• **What the task requires**: Please copy all of the entries exactly, but drop every picture.

• **Saved entries**:
BEGIN

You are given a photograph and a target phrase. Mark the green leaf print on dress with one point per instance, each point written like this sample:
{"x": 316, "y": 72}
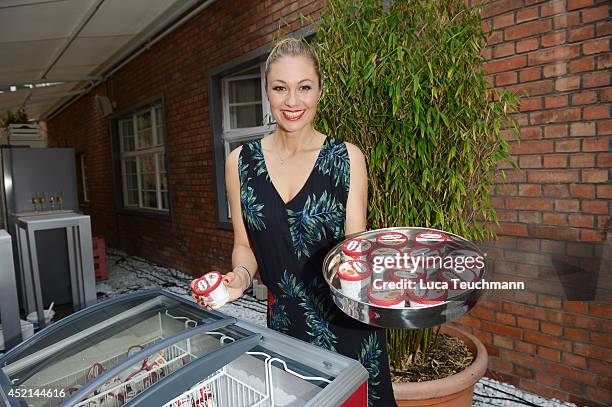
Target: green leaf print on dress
{"x": 368, "y": 357}
{"x": 251, "y": 210}
{"x": 318, "y": 217}
{"x": 317, "y": 313}
{"x": 335, "y": 161}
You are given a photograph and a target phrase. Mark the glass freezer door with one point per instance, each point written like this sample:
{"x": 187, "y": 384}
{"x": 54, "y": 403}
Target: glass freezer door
{"x": 114, "y": 350}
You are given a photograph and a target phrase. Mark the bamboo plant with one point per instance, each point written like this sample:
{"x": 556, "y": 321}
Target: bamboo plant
{"x": 403, "y": 80}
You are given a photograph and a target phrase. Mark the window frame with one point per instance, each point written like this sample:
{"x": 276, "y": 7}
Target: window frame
{"x": 119, "y": 156}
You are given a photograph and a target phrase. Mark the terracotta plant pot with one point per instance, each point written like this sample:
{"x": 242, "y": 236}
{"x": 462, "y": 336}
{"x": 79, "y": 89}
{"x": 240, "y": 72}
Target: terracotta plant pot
{"x": 453, "y": 391}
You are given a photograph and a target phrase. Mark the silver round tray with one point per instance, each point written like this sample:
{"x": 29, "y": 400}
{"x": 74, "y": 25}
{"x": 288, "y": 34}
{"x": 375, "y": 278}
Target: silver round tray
{"x": 411, "y": 318}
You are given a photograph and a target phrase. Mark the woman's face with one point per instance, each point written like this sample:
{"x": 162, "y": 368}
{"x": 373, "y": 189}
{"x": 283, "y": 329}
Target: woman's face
{"x": 293, "y": 92}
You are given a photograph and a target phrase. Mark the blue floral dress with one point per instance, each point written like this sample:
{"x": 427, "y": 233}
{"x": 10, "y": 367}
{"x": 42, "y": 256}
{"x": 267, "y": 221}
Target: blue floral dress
{"x": 290, "y": 240}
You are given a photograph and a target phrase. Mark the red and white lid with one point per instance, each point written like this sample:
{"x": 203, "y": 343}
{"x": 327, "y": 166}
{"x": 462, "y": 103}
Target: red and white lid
{"x": 207, "y": 283}
{"x": 383, "y": 252}
{"x": 353, "y": 270}
{"x": 421, "y": 296}
{"x": 357, "y": 247}
{"x": 431, "y": 239}
{"x": 386, "y": 298}
{"x": 406, "y": 274}
{"x": 467, "y": 253}
{"x": 396, "y": 240}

END

• **Answer to the problem**:
You are given a photograph and a target phrase. Mark the green leaf print on dress with one point per instance, each point written like this sample:
{"x": 316, "y": 72}
Target: green leaf print on dress
{"x": 368, "y": 357}
{"x": 251, "y": 210}
{"x": 318, "y": 217}
{"x": 317, "y": 313}
{"x": 335, "y": 161}
You are given a photograph and a target phrase. Mark the glass freezer door with one point per instance, each point written like this sample:
{"x": 187, "y": 384}
{"x": 54, "y": 403}
Target: glass freezer door
{"x": 114, "y": 350}
You are given a photograph and a target phrase. Mark the bamboo plant with one point per instance, each point written like this sample:
{"x": 556, "y": 321}
Target: bamboo plant
{"x": 403, "y": 80}
You are given a photograph and a target phrase. Mark the window frame with one point per instance, each point written like this sample:
{"x": 276, "y": 7}
Target: window frame
{"x": 119, "y": 156}
You are given a photograph and a target phrase. Mark the terracotta plant pot with one point per instance, each point written like this sample:
{"x": 242, "y": 236}
{"x": 462, "y": 336}
{"x": 79, "y": 89}
{"x": 240, "y": 72}
Target: terracotta plant pot
{"x": 453, "y": 391}
You are given a photograph and a target phrase. Mark the silver round tray with one point per instance, each point written like this sample:
{"x": 29, "y": 400}
{"x": 74, "y": 25}
{"x": 288, "y": 34}
{"x": 375, "y": 278}
Target: silver round tray
{"x": 411, "y": 318}
You are given a photograph and a target phrase. Mark the woman's face with one point per instance, each point written like this sample:
{"x": 162, "y": 368}
{"x": 373, "y": 189}
{"x": 283, "y": 329}
Target: woman's face
{"x": 293, "y": 92}
You are given a photograph and a target phrase. Mark the blue floral dress with one point per instance, each point written like this sample:
{"x": 427, "y": 233}
{"x": 10, "y": 367}
{"x": 42, "y": 256}
{"x": 267, "y": 221}
Target: blue floral dress
{"x": 290, "y": 240}
You are given a photograph and a target phrase. Mark the red and white lid with one point per instance, each point written like this sample:
{"x": 203, "y": 343}
{"x": 327, "y": 166}
{"x": 462, "y": 103}
Target: red and white lid
{"x": 207, "y": 283}
{"x": 383, "y": 252}
{"x": 353, "y": 270}
{"x": 421, "y": 296}
{"x": 357, "y": 247}
{"x": 431, "y": 239}
{"x": 386, "y": 298}
{"x": 406, "y": 274}
{"x": 467, "y": 253}
{"x": 396, "y": 240}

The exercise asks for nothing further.